[What is expected]:
Arrange the rows as a JSON list of strings, one string per line and no blank lines. Begin with the first line and go on through the line that contains "box: [116, 232, 178, 277]".
::: Records for this exercise :::
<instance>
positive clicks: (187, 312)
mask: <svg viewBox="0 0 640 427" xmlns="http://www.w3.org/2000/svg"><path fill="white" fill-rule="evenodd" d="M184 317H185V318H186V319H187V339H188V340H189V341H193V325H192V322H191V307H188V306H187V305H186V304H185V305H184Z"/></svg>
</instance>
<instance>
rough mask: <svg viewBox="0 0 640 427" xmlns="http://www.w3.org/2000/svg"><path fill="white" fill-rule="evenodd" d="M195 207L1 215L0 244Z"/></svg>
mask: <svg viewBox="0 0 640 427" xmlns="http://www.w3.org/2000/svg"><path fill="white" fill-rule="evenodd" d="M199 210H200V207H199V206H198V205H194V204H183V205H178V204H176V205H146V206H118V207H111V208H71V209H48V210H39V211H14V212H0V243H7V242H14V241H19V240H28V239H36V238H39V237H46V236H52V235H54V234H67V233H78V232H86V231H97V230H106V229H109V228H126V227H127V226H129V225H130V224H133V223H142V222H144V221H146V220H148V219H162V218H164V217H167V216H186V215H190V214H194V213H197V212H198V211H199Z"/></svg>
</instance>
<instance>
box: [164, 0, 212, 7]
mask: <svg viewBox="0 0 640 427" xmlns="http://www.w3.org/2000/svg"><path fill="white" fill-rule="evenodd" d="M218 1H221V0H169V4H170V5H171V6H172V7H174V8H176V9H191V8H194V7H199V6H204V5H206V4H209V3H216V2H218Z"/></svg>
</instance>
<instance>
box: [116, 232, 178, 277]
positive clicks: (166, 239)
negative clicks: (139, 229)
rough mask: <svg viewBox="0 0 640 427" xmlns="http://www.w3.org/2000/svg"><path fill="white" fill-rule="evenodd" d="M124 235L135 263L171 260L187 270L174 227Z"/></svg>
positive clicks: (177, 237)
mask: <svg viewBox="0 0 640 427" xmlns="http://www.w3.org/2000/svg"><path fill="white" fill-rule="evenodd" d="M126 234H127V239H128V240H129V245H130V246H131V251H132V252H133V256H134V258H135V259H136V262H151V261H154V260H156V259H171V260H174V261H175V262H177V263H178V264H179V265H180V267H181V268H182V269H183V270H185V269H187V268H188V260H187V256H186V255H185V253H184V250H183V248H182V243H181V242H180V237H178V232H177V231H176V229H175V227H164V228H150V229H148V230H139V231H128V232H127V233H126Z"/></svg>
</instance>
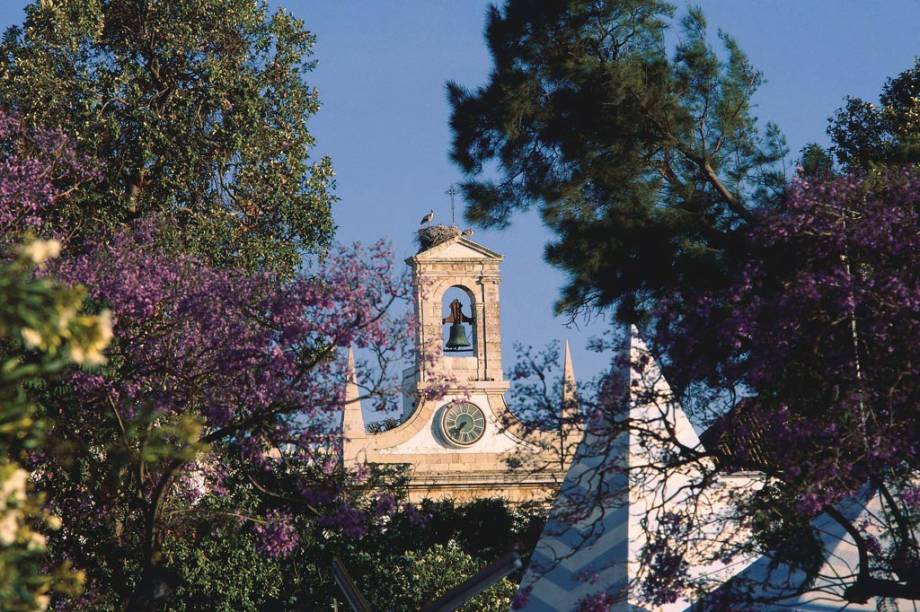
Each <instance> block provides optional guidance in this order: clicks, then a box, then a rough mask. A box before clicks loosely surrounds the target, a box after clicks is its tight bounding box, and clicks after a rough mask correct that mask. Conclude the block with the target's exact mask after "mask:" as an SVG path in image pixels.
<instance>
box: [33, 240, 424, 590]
mask: <svg viewBox="0 0 920 612" xmlns="http://www.w3.org/2000/svg"><path fill="white" fill-rule="evenodd" d="M156 231H157V230H156V229H155V225H154V224H151V223H141V224H140V225H139V226H138V228H137V229H136V230H135V231H132V232H130V233H122V234H119V235H118V236H116V237H114V238H113V239H111V240H109V241H107V242H100V243H98V244H94V245H92V246H90V247H89V248H88V249H87V250H86V252H85V253H83V254H81V255H79V256H76V257H72V258H68V259H65V260H63V261H62V262H61V263H60V265H59V266H58V267H57V268H56V269H55V273H56V274H58V275H59V276H60V277H61V278H63V279H66V280H67V281H69V282H73V283H81V284H84V285H86V286H87V287H89V288H90V297H91V299H92V300H93V303H95V304H97V305H104V306H105V307H107V308H110V309H111V311H112V313H113V314H112V321H113V326H114V330H115V340H114V343H113V346H112V348H111V349H110V351H109V361H108V364H107V365H106V366H105V367H104V368H103V369H102V370H100V371H99V372H94V373H89V372H74V373H73V375H72V376H71V377H70V378H69V380H68V381H67V383H68V384H67V385H65V386H62V387H61V388H60V389H56V390H55V392H54V393H53V394H51V396H50V397H49V398H48V399H47V400H46V404H47V408H46V409H47V413H48V418H49V420H50V422H51V423H52V426H51V427H50V429H49V432H48V435H49V437H51V438H53V439H54V440H56V441H58V442H59V443H58V444H56V445H54V446H53V447H52V448H56V449H58V450H57V451H56V452H54V453H38V454H37V455H36V457H35V461H36V465H39V466H41V470H40V473H41V478H40V484H41V486H42V488H43V489H44V490H45V491H46V492H47V495H48V500H49V503H50V504H51V507H52V508H54V509H55V511H57V512H59V513H61V514H62V515H63V516H66V517H67V520H66V521H65V524H64V526H63V528H62V530H61V531H60V533H59V534H58V535H57V536H56V537H55V538H54V540H53V541H52V547H53V549H54V552H55V554H56V555H60V556H61V558H63V559H67V560H69V561H71V562H72V563H73V564H74V565H75V566H77V567H80V568H83V569H85V571H86V572H87V576H88V582H87V588H88V592H89V594H88V595H87V597H91V596H92V595H93V594H94V593H96V594H99V593H101V594H102V595H103V598H108V597H111V596H113V595H114V596H116V597H117V598H119V599H120V600H121V601H122V602H128V603H129V605H130V606H131V607H132V608H145V607H149V606H155V605H161V602H158V601H156V600H157V599H158V598H159V597H162V594H164V593H165V594H168V593H170V592H171V591H172V590H174V589H175V588H176V586H177V585H176V573H177V571H176V569H175V568H171V567H169V564H168V563H166V560H165V558H164V555H163V550H162V545H163V542H164V541H165V540H166V539H167V538H168V537H169V536H170V535H171V534H173V533H175V532H176V531H177V530H180V529H183V528H185V526H186V525H187V524H188V523H189V522H193V521H195V520H197V519H198V518H199V515H201V514H207V515H211V514H212V512H211V511H210V510H209V509H208V507H207V506H206V505H201V506H199V505H197V504H196V500H197V499H198V498H199V497H201V495H203V494H204V493H206V492H210V491H213V490H220V488H221V487H224V486H225V485H224V480H226V479H228V478H231V477H232V478H234V479H235V480H236V481H237V482H240V481H241V482H245V483H247V486H251V487H255V488H256V489H257V490H258V491H261V492H262V493H264V494H265V496H266V497H267V498H268V499H270V500H274V506H269V507H262V508H258V509H257V510H256V516H255V517H254V520H253V521H251V522H250V524H248V525H247V528H248V529H253V530H255V533H257V535H258V536H259V538H260V540H261V541H262V544H260V545H259V546H260V550H261V551H262V552H263V554H265V555H268V556H270V557H271V556H284V555H286V554H288V553H290V551H291V550H292V549H293V547H294V546H296V541H297V540H296V533H295V531H294V529H293V527H292V525H291V521H292V520H293V515H294V514H297V513H301V512H306V511H309V512H311V513H313V514H314V515H316V516H319V517H320V518H321V519H322V521H324V523H323V525H324V527H325V528H329V529H331V528H335V527H336V526H337V525H338V526H343V528H347V526H348V525H349V524H350V522H353V521H356V520H359V519H360V517H361V516H362V514H361V511H360V510H359V509H358V507H357V505H356V503H352V502H351V501H350V499H348V495H347V494H346V493H347V492H346V491H345V488H344V483H343V480H342V478H343V475H342V474H341V473H340V472H339V471H338V470H337V469H336V465H337V444H336V440H335V437H334V434H335V431H336V429H337V427H338V422H337V418H336V415H337V414H338V413H339V411H340V410H341V409H342V402H343V394H342V391H343V388H344V381H345V375H344V361H343V357H344V355H343V354H342V353H341V350H342V349H343V348H344V347H348V346H351V345H355V346H357V347H360V348H365V349H367V352H368V353H369V354H372V355H374V356H375V358H376V359H377V361H378V363H377V364H376V365H378V366H380V369H382V370H383V371H386V365H387V362H388V361H389V360H391V359H401V358H404V357H405V355H404V354H403V352H402V351H403V350H404V348H405V345H404V344H403V342H402V339H403V338H405V337H406V333H405V330H404V329H403V328H402V327H401V326H403V325H405V323H404V322H402V320H401V319H398V318H396V317H394V316H393V314H392V313H391V312H390V309H391V306H392V305H393V304H394V302H396V301H398V300H400V299H401V298H403V297H404V296H405V295H406V291H407V288H406V287H405V284H404V283H403V281H402V280H401V279H400V278H399V277H397V276H395V275H393V274H392V270H391V268H390V266H391V259H390V257H389V254H388V252H387V250H386V249H385V248H384V247H383V246H380V245H377V246H375V247H372V248H371V249H369V250H366V251H365V250H362V249H361V248H360V247H355V248H351V249H344V250H342V251H341V252H336V253H331V254H329V255H328V256H327V257H326V258H325V259H324V260H323V261H322V263H317V264H316V265H315V266H310V267H309V268H308V269H309V273H308V274H307V275H304V276H301V277H297V278H295V279H292V280H290V281H282V280H280V279H279V278H278V277H277V276H275V275H273V274H270V273H261V274H253V273H248V272H245V271H241V270H235V269H215V268H211V267H209V266H207V265H206V264H205V263H204V262H201V261H200V260H198V259H196V258H194V257H191V256H181V257H175V256H171V255H164V254H159V253H158V252H157V251H156V248H155V246H154V245H155V243H156V237H155V234H154V233H155V232H156ZM377 371H379V370H377ZM388 382H389V380H388V379H386V378H383V379H377V380H375V381H373V382H371V383H369V385H368V387H367V389H368V395H370V396H372V397H374V398H375V399H377V400H381V401H383V402H384V403H386V401H387V399H388V398H387V396H386V393H387V392H392V391H393V390H394V389H395V388H396V385H395V384H392V385H388V384H387V383H388ZM75 405H79V406H81V410H80V412H79V413H78V414H74V412H73V409H72V407H73V406H75ZM368 488H370V487H368ZM356 496H357V497H360V491H359V492H358V493H356ZM249 510H252V508H247V511H249ZM221 512H223V513H224V514H226V515H227V516H232V515H233V514H234V512H235V509H233V508H230V509H222V510H221ZM237 514H238V512H237ZM237 518H239V517H238V516H237V517H233V520H236V519H237ZM91 601H92V600H91V599H87V600H86V605H89V604H90V602H91ZM99 605H101V602H100V604H99Z"/></svg>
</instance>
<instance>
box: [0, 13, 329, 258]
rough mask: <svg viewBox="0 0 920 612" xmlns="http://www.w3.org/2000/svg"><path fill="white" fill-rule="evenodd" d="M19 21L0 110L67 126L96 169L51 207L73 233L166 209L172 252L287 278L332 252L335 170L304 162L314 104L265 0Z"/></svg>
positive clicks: (13, 32)
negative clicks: (269, 269) (10, 112)
mask: <svg viewBox="0 0 920 612" xmlns="http://www.w3.org/2000/svg"><path fill="white" fill-rule="evenodd" d="M25 12H26V17H25V22H24V23H23V25H22V26H21V27H20V26H15V27H12V28H10V29H9V30H7V32H6V33H5V34H4V37H3V41H2V43H0V107H2V108H4V109H6V110H7V111H13V112H15V113H17V114H18V116H19V118H20V119H21V120H22V121H23V122H25V123H26V124H27V125H29V126H31V127H42V128H57V129H60V130H62V131H63V132H65V133H66V134H67V135H68V136H69V137H70V138H71V139H72V140H73V141H74V143H75V144H76V149H77V151H78V152H79V153H80V154H83V155H86V156H89V157H92V158H94V159H95V160H97V162H98V164H99V165H100V170H101V172H100V173H99V180H98V181H96V182H95V183H93V184H92V185H87V186H85V188H84V189H81V190H78V191H77V192H76V193H75V194H74V197H72V198H70V199H69V200H68V201H67V203H66V205H61V206H58V207H55V209H54V210H53V211H50V212H51V213H52V217H51V219H52V220H53V222H54V223H55V224H56V225H58V227H59V229H63V228H64V227H66V230H67V232H68V233H69V234H70V236H71V238H72V239H74V238H79V237H92V236H94V235H96V234H97V233H98V232H99V231H100V230H101V229H103V228H105V229H107V230H108V231H112V230H113V229H115V228H117V226H118V225H119V224H121V223H126V222H130V221H132V220H134V219H137V218H140V217H144V216H146V215H148V214H150V213H162V214H163V217H162V218H163V219H169V220H170V223H171V225H172V229H173V232H172V234H171V235H170V236H169V240H164V242H166V243H168V244H170V245H172V246H173V247H174V248H178V249H180V250H185V251H193V252H195V253H196V254H197V255H198V256H199V257H200V258H202V259H205V260H208V261H210V262H211V263H215V264H219V265H235V266H242V267H247V268H254V267H269V268H273V269H275V270H278V271H281V272H284V273H290V272H291V271H293V270H294V269H295V268H296V267H297V265H298V263H299V258H300V254H301V252H302V251H305V250H306V251H319V250H322V249H323V248H324V247H325V246H327V245H328V244H329V241H330V239H331V237H332V232H333V224H332V218H331V214H330V213H331V211H330V205H331V203H332V201H333V199H334V198H333V196H332V194H331V181H332V176H333V172H332V166H331V162H330V160H329V159H328V158H322V159H315V160H310V159H309V153H310V150H311V148H312V146H313V142H314V141H313V137H312V135H311V134H310V132H309V131H308V129H307V120H308V119H309V117H311V116H312V115H313V114H314V113H316V112H317V110H318V109H319V101H318V98H317V95H316V92H315V90H313V89H312V88H311V87H309V86H308V85H307V84H306V83H305V81H304V76H305V74H306V73H307V72H308V71H309V70H311V69H312V67H313V63H312V60H311V58H310V55H311V48H312V46H313V42H314V37H313V35H312V34H310V33H309V32H308V31H307V30H306V29H305V27H304V24H303V22H301V21H300V20H298V19H295V18H294V17H293V16H291V15H290V13H287V12H285V11H283V10H279V11H277V12H275V13H270V12H269V9H268V6H267V2H265V1H264V0H169V1H168V2H167V1H161V0H116V1H111V2H110V1H104V2H103V1H100V0H91V1H89V2H87V1H85V0H55V1H54V2H46V1H44V0H42V1H35V2H33V3H31V4H29V5H28V6H27V7H26V9H25ZM164 238H165V237H164Z"/></svg>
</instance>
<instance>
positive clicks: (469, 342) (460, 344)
mask: <svg viewBox="0 0 920 612" xmlns="http://www.w3.org/2000/svg"><path fill="white" fill-rule="evenodd" d="M441 306H442V312H443V315H442V317H443V318H442V319H441V323H442V325H443V328H442V336H443V341H444V344H443V346H444V354H445V356H448V357H461V356H468V355H470V354H471V353H472V352H473V350H474V349H475V348H476V326H475V325H473V318H474V315H473V312H474V311H473V295H472V294H471V293H470V292H469V290H467V289H466V288H465V287H459V286H454V287H451V288H449V289H448V290H447V291H445V292H444V297H443V298H442V299H441Z"/></svg>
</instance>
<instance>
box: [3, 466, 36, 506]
mask: <svg viewBox="0 0 920 612" xmlns="http://www.w3.org/2000/svg"><path fill="white" fill-rule="evenodd" d="M28 480H29V473H28V472H27V471H25V470H24V469H22V468H20V467H17V468H16V469H14V470H13V473H12V474H10V475H9V476H7V478H6V480H4V481H3V485H2V486H0V498H2V500H3V502H4V503H6V501H7V500H8V499H9V498H10V497H12V498H13V499H14V500H16V501H23V500H25V498H26V483H27V482H28Z"/></svg>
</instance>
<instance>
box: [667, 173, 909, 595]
mask: <svg viewBox="0 0 920 612" xmlns="http://www.w3.org/2000/svg"><path fill="white" fill-rule="evenodd" d="M918 189H920V174H918V172H917V171H915V170H911V169H900V170H894V169H893V170H889V171H887V172H884V173H882V174H880V175H876V176H874V177H869V178H853V177H842V178H838V179H835V180H832V181H830V182H827V183H817V184H812V183H809V182H807V181H800V182H797V183H795V184H794V185H793V186H792V189H791V191H790V195H789V197H788V198H787V199H785V200H784V201H783V203H782V204H781V205H778V206H776V207H772V208H770V209H768V210H764V211H763V213H762V217H761V219H760V220H759V223H758V227H757V230H756V231H754V232H752V233H751V235H750V240H751V242H752V245H753V249H752V252H753V255H752V257H751V258H750V259H749V260H748V261H746V262H745V264H744V266H743V268H742V269H741V270H740V271H739V272H738V274H737V275H736V277H735V278H734V280H733V282H732V283H731V285H730V286H729V287H728V288H727V289H726V290H724V291H708V290H702V291H698V292H696V294H695V295H694V296H693V297H692V299H691V300H690V301H689V303H690V304H691V307H689V308H687V307H686V305H684V306H679V307H678V306H677V304H676V303H673V302H672V303H669V302H667V301H662V302H660V303H659V308H658V311H657V315H658V318H657V321H658V324H657V329H656V332H657V333H656V338H657V341H658V342H659V344H660V347H659V348H660V349H661V352H663V353H664V354H667V355H668V357H669V365H670V370H671V371H673V372H677V373H679V378H680V379H682V380H685V381H688V382H689V387H688V388H689V389H692V394H696V395H698V396H700V395H702V396H704V397H706V398H708V399H709V402H708V404H707V405H705V406H704V407H700V413H699V416H701V417H702V418H703V419H705V420H706V421H709V422H712V423H713V430H712V432H711V433H712V437H711V438H710V439H711V440H719V441H721V444H720V445H715V444H713V445H711V448H709V449H708V451H707V452H709V453H712V454H713V455H714V457H715V458H716V459H717V462H718V464H719V465H721V466H722V467H725V468H734V469H739V468H746V469H756V470H758V471H760V472H762V473H763V474H765V475H766V480H767V483H768V486H765V487H764V488H763V489H762V490H760V491H759V492H757V493H753V494H752V495H751V496H750V497H749V498H747V499H744V500H740V501H739V504H740V505H739V508H740V510H742V515H746V516H748V517H749V518H750V517H753V518H755V519H756V520H755V529H754V532H753V533H754V535H755V536H760V537H761V542H762V543H766V544H769V545H774V546H776V545H783V540H786V544H785V546H787V547H788V546H789V541H790V540H794V539H795V538H794V537H791V536H793V534H797V537H799V538H800V539H799V540H798V541H797V542H796V543H795V546H794V547H793V549H790V550H788V551H787V552H788V553H789V554H788V555H787V556H788V557H789V560H791V561H793V562H797V563H800V564H802V565H803V566H804V567H805V568H806V569H810V570H811V571H817V569H818V568H817V567H814V564H815V563H816V560H817V559H820V558H821V556H820V551H818V552H819V554H817V555H816V554H815V550H814V548H815V545H816V544H817V542H818V539H817V534H816V533H814V532H813V531H812V530H811V529H810V527H809V523H808V521H809V520H810V519H811V518H813V517H815V516H816V515H818V514H820V513H827V514H828V515H829V516H830V517H831V518H833V519H834V520H835V521H837V522H838V523H839V524H840V526H841V527H842V528H843V529H844V530H845V532H846V537H847V538H848V539H851V540H853V541H854V542H855V545H856V547H857V549H858V553H859V564H858V567H857V568H856V573H855V575H853V576H840V577H838V578H837V579H836V580H835V581H834V583H835V584H833V588H834V590H835V592H836V594H837V595H839V596H842V597H843V598H844V599H846V600H848V601H851V602H854V603H863V602H865V601H866V600H867V599H869V598H870V597H882V598H908V599H920V582H918V576H920V545H918V540H917V536H916V533H917V527H918V524H920V456H918V448H920V439H918V433H920V431H918V429H917V422H918V419H920V412H918V408H917V406H918V399H920V371H918V370H917V368H916V364H917V363H918V358H920V355H918V354H917V347H918V346H920V345H918V340H920V336H918V335H920V319H918V317H917V307H918V304H920V269H918V267H917V266H916V263H915V260H916V257H917V254H918V252H920V233H918V231H917V228H918V226H920V199H918V195H917V194H918V193H920V192H918ZM691 291H692V290H691ZM704 390H705V391H704ZM719 446H720V447H721V448H718V447H719ZM872 495H875V496H876V499H877V501H878V503H879V504H880V507H881V512H877V513H876V515H875V516H872V517H870V518H868V519H866V518H861V519H860V520H859V521H856V520H854V519H853V517H848V516H845V515H844V514H843V513H842V512H840V511H839V510H838V509H837V507H838V505H839V504H841V503H842V502H845V501H846V500H847V499H854V498H855V499H863V500H865V499H868V498H869V497H871V496H872ZM819 548H820V546H819ZM806 588H807V585H806Z"/></svg>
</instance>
:::
[Exercise output]:
[
  "<instance>",
  "positive clicks: (187, 312)",
  "mask: <svg viewBox=\"0 0 640 427\" xmlns=\"http://www.w3.org/2000/svg\"><path fill=\"white\" fill-rule=\"evenodd\" d=\"M184 317H185V318H186V319H187V339H188V340H189V341H193V325H192V322H191V307H188V306H187V305H186V304H185V305H184Z\"/></svg>",
  "</instance>",
  "<instance>",
  "rough mask: <svg viewBox=\"0 0 640 427\" xmlns=\"http://www.w3.org/2000/svg\"><path fill=\"white\" fill-rule=\"evenodd\" d=\"M195 207L1 215L0 244Z\"/></svg>",
  "mask: <svg viewBox=\"0 0 640 427\" xmlns=\"http://www.w3.org/2000/svg\"><path fill=\"white\" fill-rule=\"evenodd\" d=\"M199 210H200V207H199V206H198V205H194V204H183V205H178V204H176V205H146V206H118V207H111V208H71V209H48V210H39V211H14V212H0V243H7V242H14V241H19V240H28V239H36V238H39V237H46V236H52V235H54V234H67V233H78V232H86V231H97V230H106V229H109V228H126V227H127V226H129V225H130V224H133V223H142V222H144V221H146V220H148V219H162V218H164V217H167V216H186V215H190V214H194V213H197V212H198V211H199Z\"/></svg>",
  "</instance>",
  "<instance>",
  "box: [164, 0, 212, 7]",
  "mask: <svg viewBox=\"0 0 640 427\" xmlns=\"http://www.w3.org/2000/svg\"><path fill=\"white\" fill-rule=\"evenodd\" d=\"M218 1H221V0H169V4H170V5H171V6H172V7H174V8H176V9H191V8H194V7H199V6H204V5H206V4H209V3H216V2H218Z\"/></svg>",
  "</instance>",
  "<instance>",
  "box: [116, 232, 178, 277]"
]